Annotation data for object locations:
- - -

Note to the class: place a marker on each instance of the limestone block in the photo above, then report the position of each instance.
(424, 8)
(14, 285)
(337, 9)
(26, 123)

- - -

Set down every one of the entries above again, word for word and without changes.

> **TASK RESPONSE**:
Note to the class: place a marker on each instance of the limestone block in the photo above, then report the position of each instance.
(424, 8)
(14, 285)
(337, 9)
(26, 123)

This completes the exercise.